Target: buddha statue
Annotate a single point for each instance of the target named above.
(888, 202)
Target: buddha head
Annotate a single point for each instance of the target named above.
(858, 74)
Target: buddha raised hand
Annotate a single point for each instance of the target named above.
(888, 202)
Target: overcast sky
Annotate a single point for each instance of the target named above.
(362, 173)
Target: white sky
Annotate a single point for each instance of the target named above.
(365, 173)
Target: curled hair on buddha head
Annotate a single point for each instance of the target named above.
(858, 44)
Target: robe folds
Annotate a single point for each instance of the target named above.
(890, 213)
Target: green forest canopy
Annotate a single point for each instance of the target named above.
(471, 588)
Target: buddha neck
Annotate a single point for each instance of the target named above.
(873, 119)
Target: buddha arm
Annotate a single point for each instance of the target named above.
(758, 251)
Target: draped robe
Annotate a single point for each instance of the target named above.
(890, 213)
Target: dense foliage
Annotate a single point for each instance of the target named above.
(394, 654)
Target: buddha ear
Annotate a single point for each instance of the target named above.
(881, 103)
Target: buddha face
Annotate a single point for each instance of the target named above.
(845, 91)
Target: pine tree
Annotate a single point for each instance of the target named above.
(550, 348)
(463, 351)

········

• **Requirement**: Return every line of the data above verbatim, from start to finish.

• **Correct response**:
Target: buddha statue
Annotate a single point for each instance of the target named above.
(888, 202)
Target: buddha head
Annotate a single point for each instance of the target named above.
(858, 74)
Target: buddha raised hand
Annotate a single point for each instance of the target named above.
(888, 202)
Target: overcast sky
Annotate a single point for each instance of the target named above.
(362, 173)
Target: white sky
Annotate a single point for each instance of the target named above.
(365, 173)
Target: curled hair on buddha head
Annotate a single point for each instance of the target named above.
(858, 44)
Target: robe folds
Annotate a single point for each instance of the target named above.
(890, 213)
Target: green forest canopy
Annotate a single point for each instance of the target named above.
(471, 588)
Target: buddha neck
Annotate a single point for each instance of the target named above.
(873, 119)
Target: buddha arm
Annotate a single point for each instance of the target named above.
(758, 251)
Target: draped robe
Annotate a single point for each instance of the target named above.
(890, 213)
Target: dense foliage
Annotate a single point for each instance of the target named above.
(394, 654)
Target: buddha ear
Annotate a single point for each instance of the target named above.
(881, 103)
Target: buddha face
Annotate a single point for each instance of the target named above.
(845, 91)
Target: pine tree
Annotate a single point for each instance of the target named above.
(550, 348)
(463, 351)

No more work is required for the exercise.